■ **Task instructions**: Print, please, the line that contains "Reviewer note: see that each instance of the turtle's" and each line after it to the end of the entries, unchanged and with nothing else.

■ **Supplied entries**:

-=-=-

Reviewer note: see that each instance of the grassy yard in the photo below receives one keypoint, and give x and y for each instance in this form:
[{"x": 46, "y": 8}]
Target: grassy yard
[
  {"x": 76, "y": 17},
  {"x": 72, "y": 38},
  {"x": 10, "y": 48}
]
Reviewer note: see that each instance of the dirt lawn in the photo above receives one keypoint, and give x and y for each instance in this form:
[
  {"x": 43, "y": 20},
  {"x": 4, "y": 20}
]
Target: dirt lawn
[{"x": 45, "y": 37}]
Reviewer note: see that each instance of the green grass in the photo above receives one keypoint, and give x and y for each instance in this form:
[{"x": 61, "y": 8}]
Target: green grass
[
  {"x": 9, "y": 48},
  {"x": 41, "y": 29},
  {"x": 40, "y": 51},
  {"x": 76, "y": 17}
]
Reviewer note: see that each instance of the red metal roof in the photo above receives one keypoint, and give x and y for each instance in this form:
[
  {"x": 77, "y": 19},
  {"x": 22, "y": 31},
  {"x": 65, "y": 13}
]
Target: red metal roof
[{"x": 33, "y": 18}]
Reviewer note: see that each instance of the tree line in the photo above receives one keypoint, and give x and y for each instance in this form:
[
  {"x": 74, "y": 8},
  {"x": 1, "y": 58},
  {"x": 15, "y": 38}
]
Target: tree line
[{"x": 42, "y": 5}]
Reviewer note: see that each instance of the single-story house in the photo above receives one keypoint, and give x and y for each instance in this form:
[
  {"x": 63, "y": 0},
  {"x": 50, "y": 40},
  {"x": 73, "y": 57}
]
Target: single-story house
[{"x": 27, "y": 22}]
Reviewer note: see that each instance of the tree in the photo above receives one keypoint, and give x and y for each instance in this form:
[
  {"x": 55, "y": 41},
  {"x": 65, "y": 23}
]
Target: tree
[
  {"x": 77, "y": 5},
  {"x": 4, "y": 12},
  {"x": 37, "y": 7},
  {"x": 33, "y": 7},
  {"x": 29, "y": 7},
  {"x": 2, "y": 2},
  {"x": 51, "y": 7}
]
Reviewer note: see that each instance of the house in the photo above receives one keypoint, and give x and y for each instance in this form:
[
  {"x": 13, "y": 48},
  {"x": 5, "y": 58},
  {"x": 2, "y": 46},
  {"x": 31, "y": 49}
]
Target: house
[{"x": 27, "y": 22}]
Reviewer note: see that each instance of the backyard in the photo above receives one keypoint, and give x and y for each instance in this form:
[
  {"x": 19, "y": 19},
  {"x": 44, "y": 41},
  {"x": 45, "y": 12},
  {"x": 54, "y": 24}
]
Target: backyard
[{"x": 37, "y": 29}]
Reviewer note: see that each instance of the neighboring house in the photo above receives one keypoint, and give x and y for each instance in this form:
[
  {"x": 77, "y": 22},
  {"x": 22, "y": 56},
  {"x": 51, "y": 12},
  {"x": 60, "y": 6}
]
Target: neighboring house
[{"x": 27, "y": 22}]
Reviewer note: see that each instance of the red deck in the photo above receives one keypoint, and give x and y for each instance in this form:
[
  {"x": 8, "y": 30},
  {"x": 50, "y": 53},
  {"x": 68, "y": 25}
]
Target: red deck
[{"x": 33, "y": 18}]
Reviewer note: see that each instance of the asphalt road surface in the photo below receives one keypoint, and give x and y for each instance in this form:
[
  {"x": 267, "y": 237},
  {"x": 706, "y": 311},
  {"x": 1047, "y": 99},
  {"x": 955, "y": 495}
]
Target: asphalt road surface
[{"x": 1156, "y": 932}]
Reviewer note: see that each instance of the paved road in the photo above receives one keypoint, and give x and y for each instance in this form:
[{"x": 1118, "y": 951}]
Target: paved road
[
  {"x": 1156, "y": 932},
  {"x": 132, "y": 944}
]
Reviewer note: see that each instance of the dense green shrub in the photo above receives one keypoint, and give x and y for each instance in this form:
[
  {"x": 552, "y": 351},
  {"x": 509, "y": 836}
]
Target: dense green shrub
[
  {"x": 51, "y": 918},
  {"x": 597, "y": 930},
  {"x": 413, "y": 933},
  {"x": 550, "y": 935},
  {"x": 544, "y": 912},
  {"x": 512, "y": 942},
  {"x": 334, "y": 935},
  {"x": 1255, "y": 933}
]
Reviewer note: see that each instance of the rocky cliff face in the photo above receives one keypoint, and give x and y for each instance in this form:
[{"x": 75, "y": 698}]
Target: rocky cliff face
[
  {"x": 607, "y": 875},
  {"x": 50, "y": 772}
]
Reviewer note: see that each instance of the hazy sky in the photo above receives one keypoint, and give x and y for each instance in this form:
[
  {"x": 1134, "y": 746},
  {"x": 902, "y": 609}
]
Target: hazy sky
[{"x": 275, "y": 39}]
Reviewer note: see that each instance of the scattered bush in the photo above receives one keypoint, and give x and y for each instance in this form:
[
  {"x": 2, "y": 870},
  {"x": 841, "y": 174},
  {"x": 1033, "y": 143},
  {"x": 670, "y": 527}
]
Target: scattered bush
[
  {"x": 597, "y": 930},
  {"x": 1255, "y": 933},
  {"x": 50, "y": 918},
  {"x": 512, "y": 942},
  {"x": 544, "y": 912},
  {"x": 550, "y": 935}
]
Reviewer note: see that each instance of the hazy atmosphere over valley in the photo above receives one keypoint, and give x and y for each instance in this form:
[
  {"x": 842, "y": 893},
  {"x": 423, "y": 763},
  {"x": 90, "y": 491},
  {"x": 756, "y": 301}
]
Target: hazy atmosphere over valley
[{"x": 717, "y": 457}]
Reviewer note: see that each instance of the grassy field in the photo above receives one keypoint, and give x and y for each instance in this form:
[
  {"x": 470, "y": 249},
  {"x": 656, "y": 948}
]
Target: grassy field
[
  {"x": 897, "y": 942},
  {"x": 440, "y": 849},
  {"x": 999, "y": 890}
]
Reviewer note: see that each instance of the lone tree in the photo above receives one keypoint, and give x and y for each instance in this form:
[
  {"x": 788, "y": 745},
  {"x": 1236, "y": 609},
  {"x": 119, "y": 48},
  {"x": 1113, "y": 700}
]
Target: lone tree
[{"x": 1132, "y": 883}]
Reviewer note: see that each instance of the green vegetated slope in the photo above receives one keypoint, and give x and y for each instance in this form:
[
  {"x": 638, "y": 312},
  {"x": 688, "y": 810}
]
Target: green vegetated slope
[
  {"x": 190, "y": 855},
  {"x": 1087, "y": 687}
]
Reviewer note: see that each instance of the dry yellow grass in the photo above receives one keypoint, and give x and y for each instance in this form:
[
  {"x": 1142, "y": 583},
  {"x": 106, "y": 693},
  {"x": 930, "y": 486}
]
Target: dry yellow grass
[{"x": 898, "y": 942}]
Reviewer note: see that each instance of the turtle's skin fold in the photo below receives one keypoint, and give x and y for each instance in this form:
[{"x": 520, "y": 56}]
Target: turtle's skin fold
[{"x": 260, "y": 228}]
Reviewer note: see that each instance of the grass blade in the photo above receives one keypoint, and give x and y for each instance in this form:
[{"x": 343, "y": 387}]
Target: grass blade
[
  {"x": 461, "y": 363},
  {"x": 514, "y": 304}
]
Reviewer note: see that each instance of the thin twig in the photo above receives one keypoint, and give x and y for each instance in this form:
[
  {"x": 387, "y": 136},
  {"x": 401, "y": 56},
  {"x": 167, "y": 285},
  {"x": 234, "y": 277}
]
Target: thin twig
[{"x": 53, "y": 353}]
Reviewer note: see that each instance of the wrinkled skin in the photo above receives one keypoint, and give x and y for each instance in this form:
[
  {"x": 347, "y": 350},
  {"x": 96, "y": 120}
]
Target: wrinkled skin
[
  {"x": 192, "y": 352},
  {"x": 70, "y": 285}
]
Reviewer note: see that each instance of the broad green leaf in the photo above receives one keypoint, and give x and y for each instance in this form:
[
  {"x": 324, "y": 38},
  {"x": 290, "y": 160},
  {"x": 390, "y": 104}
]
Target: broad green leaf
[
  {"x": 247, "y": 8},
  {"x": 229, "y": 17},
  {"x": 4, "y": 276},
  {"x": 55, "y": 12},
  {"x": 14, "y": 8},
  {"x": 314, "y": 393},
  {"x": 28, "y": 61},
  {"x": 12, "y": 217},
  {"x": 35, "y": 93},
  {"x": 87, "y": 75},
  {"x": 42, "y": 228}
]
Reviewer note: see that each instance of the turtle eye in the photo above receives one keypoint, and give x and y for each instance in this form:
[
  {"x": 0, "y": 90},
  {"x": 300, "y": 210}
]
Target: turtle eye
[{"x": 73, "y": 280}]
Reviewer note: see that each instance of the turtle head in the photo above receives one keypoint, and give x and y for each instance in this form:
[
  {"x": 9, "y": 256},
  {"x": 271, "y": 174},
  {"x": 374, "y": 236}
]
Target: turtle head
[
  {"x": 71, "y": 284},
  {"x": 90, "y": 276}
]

-=-=-

■ **Problem solution**:
Reviewer note: see that each instance of the turtle's skin fold in the photo below receives one keypoint, and give x and y for each instance in this form:
[{"x": 520, "y": 56}]
Target: turtle's skin fold
[{"x": 260, "y": 228}]
Reviewer note: see that each instance of the grass blade in the photo above receives one keypoint, and give x and y for each instance in this form:
[{"x": 343, "y": 387}]
Target: grass blade
[
  {"x": 461, "y": 363},
  {"x": 514, "y": 304}
]
Reviewer note: see that each instance of the thin twig in the photo above receives one keypoint, and give x and y for each instance in this form:
[
  {"x": 387, "y": 136},
  {"x": 401, "y": 56},
  {"x": 167, "y": 285},
  {"x": 234, "y": 277}
]
Target: thin twig
[{"x": 53, "y": 353}]
Reviewer note: see that each instance of the wrinkled skin in the photo above receives one keypoint, and give x and y for each instance in this form:
[
  {"x": 347, "y": 350},
  {"x": 96, "y": 120}
]
Target: wrinkled skin
[
  {"x": 192, "y": 352},
  {"x": 70, "y": 285}
]
Reviewer note: see that each instance of the broad green leaf in the photo above receives one keypoint, and give x and y for each instance in this form:
[
  {"x": 324, "y": 38},
  {"x": 290, "y": 160},
  {"x": 390, "y": 104}
]
Target: broad green leaf
[
  {"x": 247, "y": 8},
  {"x": 229, "y": 17},
  {"x": 4, "y": 276},
  {"x": 55, "y": 12},
  {"x": 14, "y": 8},
  {"x": 314, "y": 393},
  {"x": 28, "y": 61},
  {"x": 12, "y": 217},
  {"x": 35, "y": 93},
  {"x": 87, "y": 75},
  {"x": 42, "y": 228}
]
Reviewer note: see that each instance of the turtle eye in the photo above receives one keypoint, and give x and y for each instance in this form:
[
  {"x": 0, "y": 90},
  {"x": 300, "y": 210}
]
Target: turtle eye
[{"x": 73, "y": 280}]
Reviewer note: see that each instance of the turtle head in the photo above receives one keypoint, and give x and y for each instance in this form:
[
  {"x": 9, "y": 256},
  {"x": 271, "y": 174},
  {"x": 374, "y": 236}
]
Target: turtle head
[
  {"x": 71, "y": 284},
  {"x": 90, "y": 276}
]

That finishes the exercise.